┌─ Stored rows

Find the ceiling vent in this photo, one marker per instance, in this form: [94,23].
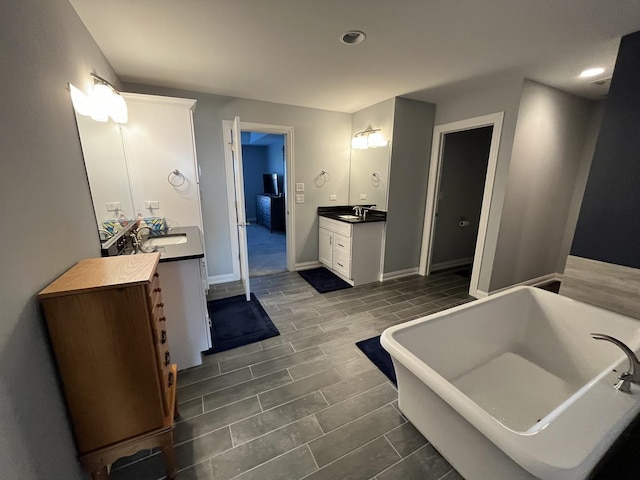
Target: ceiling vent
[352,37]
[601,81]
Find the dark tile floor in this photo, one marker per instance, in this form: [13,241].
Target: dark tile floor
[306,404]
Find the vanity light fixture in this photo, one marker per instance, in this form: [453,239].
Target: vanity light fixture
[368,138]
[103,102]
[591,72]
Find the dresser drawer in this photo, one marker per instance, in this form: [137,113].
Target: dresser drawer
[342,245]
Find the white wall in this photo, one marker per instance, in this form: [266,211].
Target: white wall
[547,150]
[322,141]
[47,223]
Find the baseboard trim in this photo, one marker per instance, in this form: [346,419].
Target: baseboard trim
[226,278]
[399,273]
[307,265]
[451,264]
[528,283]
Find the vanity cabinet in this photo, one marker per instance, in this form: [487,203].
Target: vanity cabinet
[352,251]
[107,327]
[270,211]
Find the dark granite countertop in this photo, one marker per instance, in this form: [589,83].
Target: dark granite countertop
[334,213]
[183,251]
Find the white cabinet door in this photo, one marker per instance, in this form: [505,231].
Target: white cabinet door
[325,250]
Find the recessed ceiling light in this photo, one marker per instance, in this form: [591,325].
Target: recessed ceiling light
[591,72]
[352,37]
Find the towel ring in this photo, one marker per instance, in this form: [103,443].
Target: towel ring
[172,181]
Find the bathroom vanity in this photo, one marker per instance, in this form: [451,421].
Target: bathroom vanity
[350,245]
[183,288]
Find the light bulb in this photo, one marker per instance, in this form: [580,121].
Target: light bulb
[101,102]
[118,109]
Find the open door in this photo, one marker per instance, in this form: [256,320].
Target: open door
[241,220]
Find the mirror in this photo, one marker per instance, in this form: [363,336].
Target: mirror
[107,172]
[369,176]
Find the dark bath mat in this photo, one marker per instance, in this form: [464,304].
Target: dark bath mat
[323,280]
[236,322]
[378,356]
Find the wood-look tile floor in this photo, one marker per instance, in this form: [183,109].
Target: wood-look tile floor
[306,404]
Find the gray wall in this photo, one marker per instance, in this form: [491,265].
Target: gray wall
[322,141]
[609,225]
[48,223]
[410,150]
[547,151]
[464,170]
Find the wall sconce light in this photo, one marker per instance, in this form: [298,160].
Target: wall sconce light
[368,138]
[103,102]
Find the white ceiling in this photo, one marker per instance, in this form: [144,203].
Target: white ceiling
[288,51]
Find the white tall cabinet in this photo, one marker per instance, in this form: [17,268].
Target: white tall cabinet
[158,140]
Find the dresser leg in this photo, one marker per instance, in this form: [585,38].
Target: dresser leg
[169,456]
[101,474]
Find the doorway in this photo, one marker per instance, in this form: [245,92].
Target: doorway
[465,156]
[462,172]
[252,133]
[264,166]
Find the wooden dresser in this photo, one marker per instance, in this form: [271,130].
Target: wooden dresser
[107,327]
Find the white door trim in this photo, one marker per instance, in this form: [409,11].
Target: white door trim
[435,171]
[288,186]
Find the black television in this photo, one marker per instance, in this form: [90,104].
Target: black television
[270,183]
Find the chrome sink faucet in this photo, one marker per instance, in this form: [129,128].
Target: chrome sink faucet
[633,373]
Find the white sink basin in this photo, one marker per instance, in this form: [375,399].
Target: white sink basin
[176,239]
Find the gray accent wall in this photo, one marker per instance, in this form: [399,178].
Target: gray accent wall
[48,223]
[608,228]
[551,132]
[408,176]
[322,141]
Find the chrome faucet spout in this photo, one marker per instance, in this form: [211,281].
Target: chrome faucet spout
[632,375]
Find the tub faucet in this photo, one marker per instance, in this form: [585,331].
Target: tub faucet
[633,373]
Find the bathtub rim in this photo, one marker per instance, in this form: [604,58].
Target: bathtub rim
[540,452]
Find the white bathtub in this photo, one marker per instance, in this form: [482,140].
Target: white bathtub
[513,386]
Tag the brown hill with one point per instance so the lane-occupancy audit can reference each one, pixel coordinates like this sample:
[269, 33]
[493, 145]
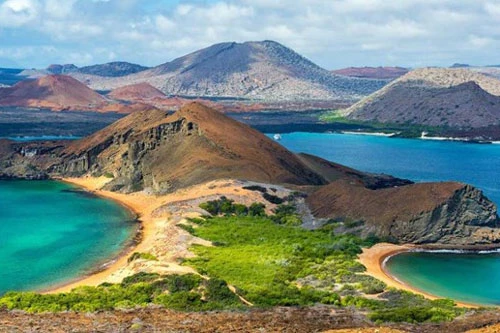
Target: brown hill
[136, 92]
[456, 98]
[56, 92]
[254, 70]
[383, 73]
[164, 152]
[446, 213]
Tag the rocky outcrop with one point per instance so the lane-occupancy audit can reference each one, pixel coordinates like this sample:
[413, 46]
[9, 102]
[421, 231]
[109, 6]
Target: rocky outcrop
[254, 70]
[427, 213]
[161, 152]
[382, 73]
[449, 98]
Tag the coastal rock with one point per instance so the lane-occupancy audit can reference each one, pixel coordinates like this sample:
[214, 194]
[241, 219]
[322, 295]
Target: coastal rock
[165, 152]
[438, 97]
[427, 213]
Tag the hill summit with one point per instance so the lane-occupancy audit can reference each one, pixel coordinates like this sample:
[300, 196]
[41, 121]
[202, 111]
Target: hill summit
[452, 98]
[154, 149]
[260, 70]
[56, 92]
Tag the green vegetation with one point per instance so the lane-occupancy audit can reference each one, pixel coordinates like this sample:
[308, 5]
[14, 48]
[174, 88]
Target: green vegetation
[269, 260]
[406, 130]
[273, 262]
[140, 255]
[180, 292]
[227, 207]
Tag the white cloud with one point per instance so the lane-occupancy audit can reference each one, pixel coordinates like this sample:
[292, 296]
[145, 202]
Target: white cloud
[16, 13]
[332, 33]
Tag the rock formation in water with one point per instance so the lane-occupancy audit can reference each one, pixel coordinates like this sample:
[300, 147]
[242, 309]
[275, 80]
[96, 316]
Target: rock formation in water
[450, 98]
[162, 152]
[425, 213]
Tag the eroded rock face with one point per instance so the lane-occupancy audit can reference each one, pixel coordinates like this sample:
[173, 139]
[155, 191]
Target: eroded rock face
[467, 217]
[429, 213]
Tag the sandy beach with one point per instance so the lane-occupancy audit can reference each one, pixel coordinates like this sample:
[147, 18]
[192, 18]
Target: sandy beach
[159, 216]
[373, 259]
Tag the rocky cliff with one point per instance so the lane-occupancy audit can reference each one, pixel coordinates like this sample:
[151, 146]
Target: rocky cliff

└─

_Aim of the exercise_
Rewrite the lines from the one containing "Tag the sandy" through the final line, replacing "rocky cliff" with "sea cliff" and leaving everything else the same.

_Response for this exercise_
Tag the sandy beach with one point per instance so the lane-occupancy audit can reference each one, pixel coordinates like this sample:
[147, 18]
[192, 18]
Target: sandy beach
[159, 216]
[373, 259]
Tag the sea cliff with one point per instance so the lane-occupancy audit can reference each one, pixel coordinates like this sample:
[151, 146]
Target: sea cliff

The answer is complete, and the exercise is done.